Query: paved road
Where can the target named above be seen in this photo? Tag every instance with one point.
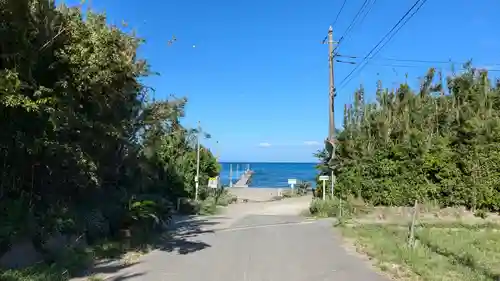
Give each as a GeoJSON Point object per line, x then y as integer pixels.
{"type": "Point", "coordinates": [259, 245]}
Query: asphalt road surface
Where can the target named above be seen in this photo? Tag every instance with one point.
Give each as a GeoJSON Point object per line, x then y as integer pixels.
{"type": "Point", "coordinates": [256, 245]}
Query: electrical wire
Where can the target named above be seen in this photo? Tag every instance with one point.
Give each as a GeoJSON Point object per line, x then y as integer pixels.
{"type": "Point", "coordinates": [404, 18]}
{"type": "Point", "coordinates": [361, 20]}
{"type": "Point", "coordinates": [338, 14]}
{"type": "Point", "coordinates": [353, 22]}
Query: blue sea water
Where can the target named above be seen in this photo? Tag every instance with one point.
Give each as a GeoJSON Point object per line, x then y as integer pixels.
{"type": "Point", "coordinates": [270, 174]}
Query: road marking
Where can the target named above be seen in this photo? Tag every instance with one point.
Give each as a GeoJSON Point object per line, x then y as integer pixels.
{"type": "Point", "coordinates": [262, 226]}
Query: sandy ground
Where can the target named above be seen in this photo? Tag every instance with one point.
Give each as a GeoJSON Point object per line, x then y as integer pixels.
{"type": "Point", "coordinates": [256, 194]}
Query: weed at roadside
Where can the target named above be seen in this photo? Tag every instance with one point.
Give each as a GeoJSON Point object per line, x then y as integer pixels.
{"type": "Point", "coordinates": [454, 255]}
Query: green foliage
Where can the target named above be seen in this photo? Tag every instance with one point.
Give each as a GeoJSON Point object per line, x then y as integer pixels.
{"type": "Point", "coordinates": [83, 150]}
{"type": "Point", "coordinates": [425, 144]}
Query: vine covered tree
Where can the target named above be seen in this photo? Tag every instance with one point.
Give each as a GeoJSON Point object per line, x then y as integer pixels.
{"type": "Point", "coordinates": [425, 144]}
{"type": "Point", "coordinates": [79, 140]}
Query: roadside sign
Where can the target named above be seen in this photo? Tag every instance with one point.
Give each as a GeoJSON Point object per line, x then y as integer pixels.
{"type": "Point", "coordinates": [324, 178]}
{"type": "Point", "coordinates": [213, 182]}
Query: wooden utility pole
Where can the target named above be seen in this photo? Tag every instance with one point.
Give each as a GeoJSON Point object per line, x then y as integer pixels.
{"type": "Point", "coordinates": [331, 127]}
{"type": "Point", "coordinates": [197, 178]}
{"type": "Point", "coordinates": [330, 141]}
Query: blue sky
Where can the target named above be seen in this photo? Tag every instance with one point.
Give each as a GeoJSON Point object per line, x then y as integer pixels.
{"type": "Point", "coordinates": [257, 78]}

== == ==

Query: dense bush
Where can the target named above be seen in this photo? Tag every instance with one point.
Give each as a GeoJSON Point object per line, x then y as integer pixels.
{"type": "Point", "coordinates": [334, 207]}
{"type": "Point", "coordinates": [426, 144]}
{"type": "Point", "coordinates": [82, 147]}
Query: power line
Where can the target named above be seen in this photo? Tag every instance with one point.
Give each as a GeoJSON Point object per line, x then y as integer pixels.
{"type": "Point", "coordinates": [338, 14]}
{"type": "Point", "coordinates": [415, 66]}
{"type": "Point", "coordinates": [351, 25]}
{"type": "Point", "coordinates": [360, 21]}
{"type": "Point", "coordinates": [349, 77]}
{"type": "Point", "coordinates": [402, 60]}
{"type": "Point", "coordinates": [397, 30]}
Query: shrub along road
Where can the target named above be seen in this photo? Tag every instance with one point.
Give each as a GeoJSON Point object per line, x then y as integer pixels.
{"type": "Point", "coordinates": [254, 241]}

== == ==

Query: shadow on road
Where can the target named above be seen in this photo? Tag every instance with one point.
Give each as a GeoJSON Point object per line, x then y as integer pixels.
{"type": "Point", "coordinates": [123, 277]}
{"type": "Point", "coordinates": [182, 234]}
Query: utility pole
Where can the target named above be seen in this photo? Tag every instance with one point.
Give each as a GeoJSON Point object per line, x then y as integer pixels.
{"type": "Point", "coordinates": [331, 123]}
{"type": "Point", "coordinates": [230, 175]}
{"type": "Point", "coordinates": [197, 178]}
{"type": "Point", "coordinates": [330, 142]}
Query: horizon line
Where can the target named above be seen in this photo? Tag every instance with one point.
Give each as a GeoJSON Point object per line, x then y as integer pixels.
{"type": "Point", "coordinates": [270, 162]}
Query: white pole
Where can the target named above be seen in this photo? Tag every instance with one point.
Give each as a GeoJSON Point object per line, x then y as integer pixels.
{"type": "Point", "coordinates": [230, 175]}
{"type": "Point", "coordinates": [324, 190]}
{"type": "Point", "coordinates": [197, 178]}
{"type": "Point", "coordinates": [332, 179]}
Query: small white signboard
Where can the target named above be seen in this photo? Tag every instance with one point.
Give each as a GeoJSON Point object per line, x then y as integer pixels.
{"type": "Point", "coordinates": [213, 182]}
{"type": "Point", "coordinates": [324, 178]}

== == ==

__Prompt__: Pull out each line of the records above that contains the string "utility". Matching is case-sensitive.

__Exercise response__:
Query: wooden utility pole
Query: utility pole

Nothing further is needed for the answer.